* **REQUIRED WORK**:
a. List every forum username that appears in the dog-training forum thread.
b. In the dog-training forum thread, rewrite the passage starting with "And in shops, I" and going on through "(May 23, 2018)", putting "arms" wherever "lap" stands.
c. Continue the dog-training forum thread from the point where it ends.

[Start EXCERPT]

And in shops, I don't know that I'd call that a 'stay' more like a chill over here  Penny is learning to lay quietly either under the table or in my lap when we go out and can eat outside, but I'm right there the whole time and she can get up and re-position to get more comfortable, change view, etc.

For a fearful dog like her, a down in public is a big ask, it's a very vulnerable position for her. She defaults to running away from perceived danger, and the most I can get her to do comfortable is a sit right now, even in the safety of my lap. She will down in public but I don't want to ask her to do it too much because it worries her and I don't want her to associate worried with 'down'.


----------



## O2.0 (May 23, 2018)

Jason25 said:


> I'm getting myself a bit confused and wondering if someone can help.
> 
> If I ask for a "heel" daisy will return to my left side and walk to heel.
> 
> ...


I would say heel to get her in heel position (at your side), good girl, then ask for a sit. 
Once you start moving, I'd say heel again and start moving. If she understands heel as a position by your leg she should get it


----------



## Burrowzig (Feb 18, 2009)

O2.0 said:


> For a fearful dog like her, a down in public is a big ask, it's a very vulnerable position for her


As it was with Ziggy, so I'd never ask it of her if she wasn't at all confident. I'd had her about 8 years before I put her in for the gold good citizen test, which involved an out-of-sight stay for just one minute. Kite got hers at 14 months old.

[End EXCERPT]
[Start SUPPLIED MATERIAL]

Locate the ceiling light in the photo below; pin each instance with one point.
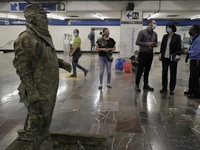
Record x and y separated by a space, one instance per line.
3 15
99 16
55 17
11 17
151 15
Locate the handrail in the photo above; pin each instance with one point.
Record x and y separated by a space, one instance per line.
7 43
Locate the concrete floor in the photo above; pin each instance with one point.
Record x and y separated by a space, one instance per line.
131 121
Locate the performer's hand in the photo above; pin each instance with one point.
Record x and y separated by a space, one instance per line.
185 51
33 98
175 60
67 66
150 44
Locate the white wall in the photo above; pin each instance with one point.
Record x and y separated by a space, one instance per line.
187 5
8 33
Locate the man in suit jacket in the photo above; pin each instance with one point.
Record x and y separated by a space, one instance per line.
194 56
170 52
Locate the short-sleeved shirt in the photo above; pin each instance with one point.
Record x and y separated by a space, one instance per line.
110 44
76 40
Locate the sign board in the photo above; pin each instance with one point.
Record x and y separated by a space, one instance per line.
132 15
19 7
131 24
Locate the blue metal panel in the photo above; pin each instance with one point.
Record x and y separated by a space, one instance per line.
52 22
180 23
22 6
95 22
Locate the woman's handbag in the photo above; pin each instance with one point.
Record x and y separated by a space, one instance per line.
109 54
77 54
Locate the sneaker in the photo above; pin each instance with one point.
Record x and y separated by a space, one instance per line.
147 87
85 73
72 76
109 86
137 88
163 91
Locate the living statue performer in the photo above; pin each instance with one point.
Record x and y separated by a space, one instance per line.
37 65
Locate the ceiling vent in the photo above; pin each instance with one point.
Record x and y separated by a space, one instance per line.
172 15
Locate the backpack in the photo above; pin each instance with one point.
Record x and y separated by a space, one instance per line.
89 36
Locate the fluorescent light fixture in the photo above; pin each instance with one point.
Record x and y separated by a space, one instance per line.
21 18
152 15
55 17
11 17
2 15
99 16
195 17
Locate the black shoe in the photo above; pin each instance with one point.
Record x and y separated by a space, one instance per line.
163 91
147 87
137 88
72 76
193 96
100 87
85 73
187 93
109 86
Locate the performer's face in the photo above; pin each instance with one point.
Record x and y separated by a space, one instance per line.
42 21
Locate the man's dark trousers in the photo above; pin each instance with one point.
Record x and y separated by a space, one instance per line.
145 61
173 71
194 77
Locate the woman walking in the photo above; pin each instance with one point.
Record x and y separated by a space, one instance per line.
170 52
76 53
105 46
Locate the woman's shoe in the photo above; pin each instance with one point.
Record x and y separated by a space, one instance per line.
72 76
109 86
163 90
100 87
171 93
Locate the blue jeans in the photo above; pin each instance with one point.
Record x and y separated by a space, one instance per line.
102 62
75 64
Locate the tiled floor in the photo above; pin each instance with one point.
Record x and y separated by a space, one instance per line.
131 121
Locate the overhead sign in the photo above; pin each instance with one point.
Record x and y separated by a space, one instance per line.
132 15
19 6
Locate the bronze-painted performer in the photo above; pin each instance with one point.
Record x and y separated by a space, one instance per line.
37 65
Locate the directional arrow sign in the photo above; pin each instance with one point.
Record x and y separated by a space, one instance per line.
128 15
14 7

[End SUPPLIED MATERIAL]

* **ANSWERS FOR THE EXERCISE**:
a. O2.0, Jason25, Burrowzig

b.
And in shops, I don't know that I'd call that a 'stay' more like a chill over here  Penny is learning to lay quietly either under the table or in my arms when we go out and can eat outside, but I'm right there the whole time and she can get up and re-position to get more comfortable, change view, etc.

For a fearful dog like her, a down in public is a big ask, it's a very vulnerable position for her. She defaults to running away from perceived danger, and the most I can get her to do comfortable is a sit right now, even in the safety of my arms. She will down in public but I don't want to ask her to do it too much because it worries her and I don't want her to associate worried with 'down'.


----------



## O2.0 (May 23, 2018)

c.
----------



## O2.0 (May 23, 2018)

Burrowzig said:


> As it was with Ziggy, so I'd never ask it of her if she wasn't at all confident. I'd had her about 8 years before I put her in for the gold good citizen test, which involved an out-of-sight stay for just one minute. Kite got hers at 14 months old.


Like so many things, it depends on the dog 

Bates could do an extended down stay wherever, and group stays were a complete non-issue for him even during his arsehole days when he would happily poke holes in other dogs, as long as he had a task to do, he was fine. Even stayed put one time when two other dogs wandered off and thought about getting in to it with each other before the stewards got a hold of them. Bates watched with interest, he was all about joining in with a fight about to happen, but he held his stay...

Penny may be 14 years old before I get her in any competition ring LOL


----------



## Linda Weasel (Mar 5, 2014)

A stay is useful when you’re picking up poo.


----------



## Jason25 (May 8, 2018)

Linda Weasel said:


> I would do 'heel' then 'sit' and probably reward randomly, depending on which seems the less confident response, then 'heel' when you start walking forward again.
> 
> FWIW. I use 'side' for walking on my right (useful for lanes with no pavement to keep your dog on your inside away from traffic), and 'front' for a recall with sit in front.





O2.0 said:


> I would say heel to get her in heel position (at your side), good girl, then ask for a sit.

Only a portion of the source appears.